WORK INSTRUCTION: Pull each line containing "below" from the data.

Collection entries

━━━

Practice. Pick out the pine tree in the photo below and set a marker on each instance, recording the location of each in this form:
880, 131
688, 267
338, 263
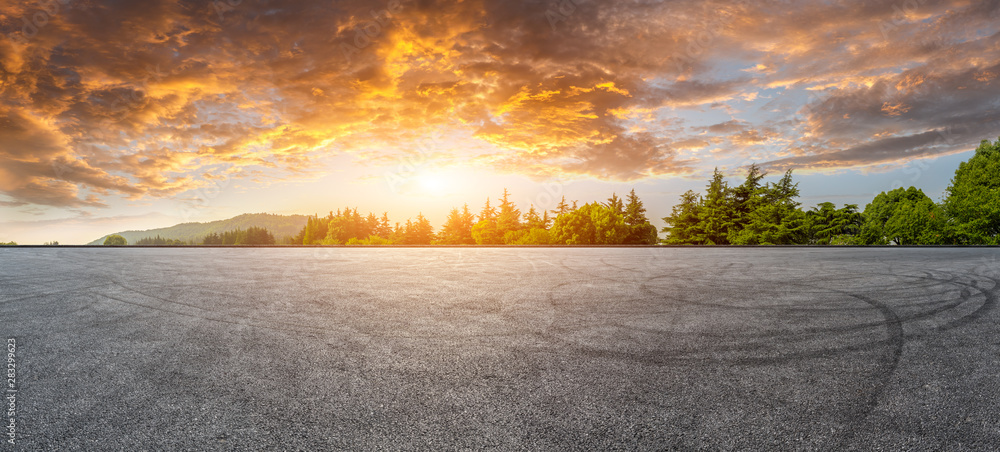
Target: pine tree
509, 218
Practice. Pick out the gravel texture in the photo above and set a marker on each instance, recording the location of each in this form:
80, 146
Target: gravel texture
503, 348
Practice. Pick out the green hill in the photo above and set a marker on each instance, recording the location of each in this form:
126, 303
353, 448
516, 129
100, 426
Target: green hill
279, 225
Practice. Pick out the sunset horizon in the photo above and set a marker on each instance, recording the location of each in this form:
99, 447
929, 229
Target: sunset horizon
118, 116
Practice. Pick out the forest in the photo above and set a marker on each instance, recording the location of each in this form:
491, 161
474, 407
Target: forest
752, 213
748, 213
615, 222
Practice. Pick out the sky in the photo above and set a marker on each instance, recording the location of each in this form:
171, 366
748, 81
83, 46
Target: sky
118, 115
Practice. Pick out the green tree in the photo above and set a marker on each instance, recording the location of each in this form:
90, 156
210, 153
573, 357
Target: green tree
533, 221
744, 199
535, 236
421, 232
561, 208
591, 224
684, 223
615, 204
115, 240
457, 229
972, 201
641, 232
827, 225
509, 218
485, 232
777, 220
715, 212
902, 217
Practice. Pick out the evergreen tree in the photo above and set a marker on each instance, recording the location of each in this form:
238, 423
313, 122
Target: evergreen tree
615, 204
778, 219
457, 229
714, 213
641, 232
509, 218
562, 208
745, 198
684, 223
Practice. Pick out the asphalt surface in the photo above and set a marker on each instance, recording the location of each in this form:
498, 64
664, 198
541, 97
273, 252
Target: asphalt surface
509, 349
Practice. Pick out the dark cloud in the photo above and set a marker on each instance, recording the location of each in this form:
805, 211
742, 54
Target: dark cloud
133, 99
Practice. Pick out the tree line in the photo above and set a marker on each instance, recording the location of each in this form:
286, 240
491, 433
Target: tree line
750, 213
614, 222
753, 213
254, 235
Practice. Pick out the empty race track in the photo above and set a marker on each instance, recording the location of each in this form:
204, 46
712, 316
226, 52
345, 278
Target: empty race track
511, 349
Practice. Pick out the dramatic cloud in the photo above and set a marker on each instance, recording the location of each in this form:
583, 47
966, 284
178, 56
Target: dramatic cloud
154, 98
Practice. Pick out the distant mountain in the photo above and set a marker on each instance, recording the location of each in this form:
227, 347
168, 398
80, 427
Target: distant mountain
279, 225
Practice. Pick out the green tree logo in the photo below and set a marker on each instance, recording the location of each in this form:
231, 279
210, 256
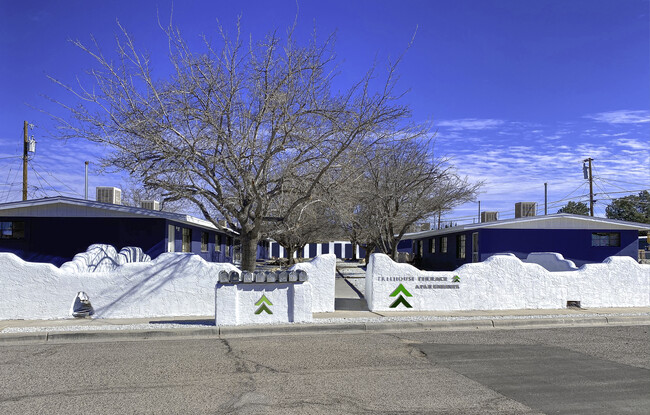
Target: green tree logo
401, 300
262, 303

━━━

ANSWER FOR THE TASK:
Practice. Pick out the pine tree in the photo below and set a marker on each instance, recording the location of each in this form:
Practice. Pick out the green tree logo in the photo below and set a marker on each instance, recording the location of each in this form:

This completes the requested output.